→ **REQUIRED TASK**:
Look below for the line with "Guideline: for each instance of the man's arm, imagine", and from there restate every line word for word until the entries end.
*** RECORDS TO USE
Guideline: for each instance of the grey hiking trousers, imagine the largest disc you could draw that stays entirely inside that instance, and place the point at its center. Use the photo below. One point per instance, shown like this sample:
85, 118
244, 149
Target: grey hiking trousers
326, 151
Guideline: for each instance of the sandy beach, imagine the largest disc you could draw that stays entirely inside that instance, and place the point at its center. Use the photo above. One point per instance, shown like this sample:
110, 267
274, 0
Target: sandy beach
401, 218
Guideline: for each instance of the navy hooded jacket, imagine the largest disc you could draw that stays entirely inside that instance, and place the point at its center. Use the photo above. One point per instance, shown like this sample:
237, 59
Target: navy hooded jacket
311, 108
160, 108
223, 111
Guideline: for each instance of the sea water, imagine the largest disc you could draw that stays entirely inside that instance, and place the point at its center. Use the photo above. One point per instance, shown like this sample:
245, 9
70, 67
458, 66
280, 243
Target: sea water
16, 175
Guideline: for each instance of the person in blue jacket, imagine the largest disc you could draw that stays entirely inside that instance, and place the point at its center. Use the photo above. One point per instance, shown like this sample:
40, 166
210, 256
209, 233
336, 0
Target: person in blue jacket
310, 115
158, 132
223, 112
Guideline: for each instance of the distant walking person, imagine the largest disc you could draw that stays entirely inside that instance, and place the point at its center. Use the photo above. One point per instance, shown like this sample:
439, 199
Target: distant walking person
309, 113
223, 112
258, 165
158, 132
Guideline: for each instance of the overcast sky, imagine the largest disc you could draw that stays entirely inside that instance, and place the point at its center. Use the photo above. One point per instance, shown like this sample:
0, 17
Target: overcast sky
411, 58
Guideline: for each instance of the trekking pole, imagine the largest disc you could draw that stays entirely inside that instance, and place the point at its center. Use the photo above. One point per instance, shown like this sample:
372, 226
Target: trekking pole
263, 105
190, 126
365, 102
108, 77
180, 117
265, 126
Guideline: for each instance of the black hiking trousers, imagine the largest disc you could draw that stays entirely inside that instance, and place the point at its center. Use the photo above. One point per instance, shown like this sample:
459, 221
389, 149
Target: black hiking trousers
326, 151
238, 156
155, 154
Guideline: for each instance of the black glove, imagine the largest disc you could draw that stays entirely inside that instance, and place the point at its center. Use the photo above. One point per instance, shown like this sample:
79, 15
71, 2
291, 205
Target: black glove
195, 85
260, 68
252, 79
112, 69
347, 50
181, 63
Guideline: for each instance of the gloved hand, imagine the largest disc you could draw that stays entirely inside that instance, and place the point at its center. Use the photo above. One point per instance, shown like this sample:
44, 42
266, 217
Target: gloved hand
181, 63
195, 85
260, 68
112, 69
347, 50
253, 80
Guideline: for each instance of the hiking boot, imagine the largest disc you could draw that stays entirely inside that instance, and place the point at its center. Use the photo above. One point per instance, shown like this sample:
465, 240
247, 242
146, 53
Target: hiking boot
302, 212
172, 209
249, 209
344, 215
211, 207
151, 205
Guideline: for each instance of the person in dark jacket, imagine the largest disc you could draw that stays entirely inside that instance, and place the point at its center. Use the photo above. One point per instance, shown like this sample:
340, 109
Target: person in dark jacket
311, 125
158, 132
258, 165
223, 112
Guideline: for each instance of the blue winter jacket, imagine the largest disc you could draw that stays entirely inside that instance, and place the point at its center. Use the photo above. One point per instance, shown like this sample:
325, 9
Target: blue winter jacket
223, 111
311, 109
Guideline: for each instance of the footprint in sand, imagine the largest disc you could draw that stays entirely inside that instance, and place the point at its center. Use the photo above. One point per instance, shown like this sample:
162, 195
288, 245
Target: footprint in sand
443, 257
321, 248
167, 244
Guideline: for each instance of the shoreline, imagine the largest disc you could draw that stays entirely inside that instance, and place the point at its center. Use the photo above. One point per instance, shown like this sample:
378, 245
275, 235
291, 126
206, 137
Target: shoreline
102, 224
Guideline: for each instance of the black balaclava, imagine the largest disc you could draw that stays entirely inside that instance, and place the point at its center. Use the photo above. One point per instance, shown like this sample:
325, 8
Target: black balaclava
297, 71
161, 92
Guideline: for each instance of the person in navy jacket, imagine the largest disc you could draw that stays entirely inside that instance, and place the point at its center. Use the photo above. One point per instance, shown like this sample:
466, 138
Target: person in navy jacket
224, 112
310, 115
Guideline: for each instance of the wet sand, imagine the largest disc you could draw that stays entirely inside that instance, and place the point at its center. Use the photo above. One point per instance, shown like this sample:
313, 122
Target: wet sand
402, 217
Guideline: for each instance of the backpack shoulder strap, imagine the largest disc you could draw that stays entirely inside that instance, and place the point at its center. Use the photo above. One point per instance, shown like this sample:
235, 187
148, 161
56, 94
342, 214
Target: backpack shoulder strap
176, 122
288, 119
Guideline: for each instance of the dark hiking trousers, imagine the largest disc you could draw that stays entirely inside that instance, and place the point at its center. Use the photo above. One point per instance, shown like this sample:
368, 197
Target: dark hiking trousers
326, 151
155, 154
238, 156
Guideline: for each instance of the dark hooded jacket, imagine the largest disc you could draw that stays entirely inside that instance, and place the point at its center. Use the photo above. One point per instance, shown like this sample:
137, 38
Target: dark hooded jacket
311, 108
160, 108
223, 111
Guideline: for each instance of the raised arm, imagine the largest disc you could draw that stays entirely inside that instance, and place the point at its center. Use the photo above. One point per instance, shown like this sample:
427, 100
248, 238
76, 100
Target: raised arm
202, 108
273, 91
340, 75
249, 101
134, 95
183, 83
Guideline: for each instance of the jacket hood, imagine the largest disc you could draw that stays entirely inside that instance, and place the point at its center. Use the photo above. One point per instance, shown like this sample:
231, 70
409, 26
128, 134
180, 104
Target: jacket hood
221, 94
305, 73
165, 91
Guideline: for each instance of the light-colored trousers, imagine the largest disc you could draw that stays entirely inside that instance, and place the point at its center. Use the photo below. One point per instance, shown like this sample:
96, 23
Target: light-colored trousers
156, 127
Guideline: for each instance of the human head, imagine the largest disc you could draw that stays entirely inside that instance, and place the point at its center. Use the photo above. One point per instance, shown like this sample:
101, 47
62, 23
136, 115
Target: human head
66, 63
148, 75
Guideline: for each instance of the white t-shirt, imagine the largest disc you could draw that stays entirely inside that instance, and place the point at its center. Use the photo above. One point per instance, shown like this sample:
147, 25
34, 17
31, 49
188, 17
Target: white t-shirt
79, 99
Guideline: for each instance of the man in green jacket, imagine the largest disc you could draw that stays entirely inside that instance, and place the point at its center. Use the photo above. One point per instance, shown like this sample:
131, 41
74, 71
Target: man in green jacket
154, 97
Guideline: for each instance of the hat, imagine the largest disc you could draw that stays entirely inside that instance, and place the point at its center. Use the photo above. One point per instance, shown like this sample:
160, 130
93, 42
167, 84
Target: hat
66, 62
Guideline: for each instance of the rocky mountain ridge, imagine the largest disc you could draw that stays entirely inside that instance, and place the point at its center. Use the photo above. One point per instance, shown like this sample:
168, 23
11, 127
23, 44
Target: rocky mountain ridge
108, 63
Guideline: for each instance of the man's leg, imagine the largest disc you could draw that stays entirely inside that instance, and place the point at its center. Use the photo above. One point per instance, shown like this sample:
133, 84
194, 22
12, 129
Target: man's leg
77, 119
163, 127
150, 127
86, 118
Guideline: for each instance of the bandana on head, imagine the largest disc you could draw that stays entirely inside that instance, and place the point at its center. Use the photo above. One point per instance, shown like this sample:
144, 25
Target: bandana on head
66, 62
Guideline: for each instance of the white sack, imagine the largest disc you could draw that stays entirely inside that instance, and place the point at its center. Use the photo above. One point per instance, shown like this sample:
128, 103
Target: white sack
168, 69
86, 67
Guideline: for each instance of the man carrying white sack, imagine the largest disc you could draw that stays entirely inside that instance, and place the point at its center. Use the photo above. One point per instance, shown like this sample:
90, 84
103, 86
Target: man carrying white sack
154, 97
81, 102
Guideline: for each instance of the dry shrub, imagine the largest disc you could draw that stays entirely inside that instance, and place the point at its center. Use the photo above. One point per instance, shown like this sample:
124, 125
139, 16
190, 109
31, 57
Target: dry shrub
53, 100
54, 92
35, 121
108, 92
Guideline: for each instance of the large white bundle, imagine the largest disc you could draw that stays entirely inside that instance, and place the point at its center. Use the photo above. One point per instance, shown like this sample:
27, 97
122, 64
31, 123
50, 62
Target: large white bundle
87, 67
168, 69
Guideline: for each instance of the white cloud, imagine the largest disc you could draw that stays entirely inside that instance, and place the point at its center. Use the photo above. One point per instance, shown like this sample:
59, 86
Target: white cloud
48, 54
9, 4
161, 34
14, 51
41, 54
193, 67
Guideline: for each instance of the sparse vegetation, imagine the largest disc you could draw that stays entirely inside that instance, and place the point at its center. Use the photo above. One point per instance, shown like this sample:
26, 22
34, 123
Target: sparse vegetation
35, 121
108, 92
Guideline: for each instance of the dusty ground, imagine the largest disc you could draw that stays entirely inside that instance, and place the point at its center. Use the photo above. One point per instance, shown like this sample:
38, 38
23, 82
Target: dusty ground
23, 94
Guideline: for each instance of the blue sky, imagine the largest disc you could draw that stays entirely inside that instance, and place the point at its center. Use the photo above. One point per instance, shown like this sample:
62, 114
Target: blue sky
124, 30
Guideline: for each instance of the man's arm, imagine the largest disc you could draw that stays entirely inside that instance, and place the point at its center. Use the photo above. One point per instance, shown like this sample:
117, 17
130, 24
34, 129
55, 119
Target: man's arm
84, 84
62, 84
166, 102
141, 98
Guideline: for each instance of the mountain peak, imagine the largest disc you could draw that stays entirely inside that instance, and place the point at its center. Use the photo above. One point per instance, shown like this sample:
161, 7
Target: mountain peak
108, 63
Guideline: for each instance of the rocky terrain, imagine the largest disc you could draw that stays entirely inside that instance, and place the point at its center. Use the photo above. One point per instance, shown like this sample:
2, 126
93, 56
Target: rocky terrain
******
→ **TASK RESULT**:
Guideline: for each instance of the man's arm, imagine the largest disc you could draw that stays entirely inside that instance, and place the point at its center. Use the photo above. One point per instance, shown like this sample:
117, 17
130, 24
34, 129
55, 119
Target: man's arm
84, 84
62, 84
166, 102
141, 98
Guideline: for each instance of the mountain peak, imagine the largest disc you could draw that stays entirely inside that instance, and place the point at its center. Use the photo above. One point per instance, shown like this sample:
161, 7
Target: mountain peak
108, 63
Guideline: for each instance of the rocky terrain, imagine the largest disc you could draw that stays entirely inside that instance, and place the point at its center. Use the photo above. One point per instance, shown like this sample:
2, 126
93, 56
Target: rocky terrain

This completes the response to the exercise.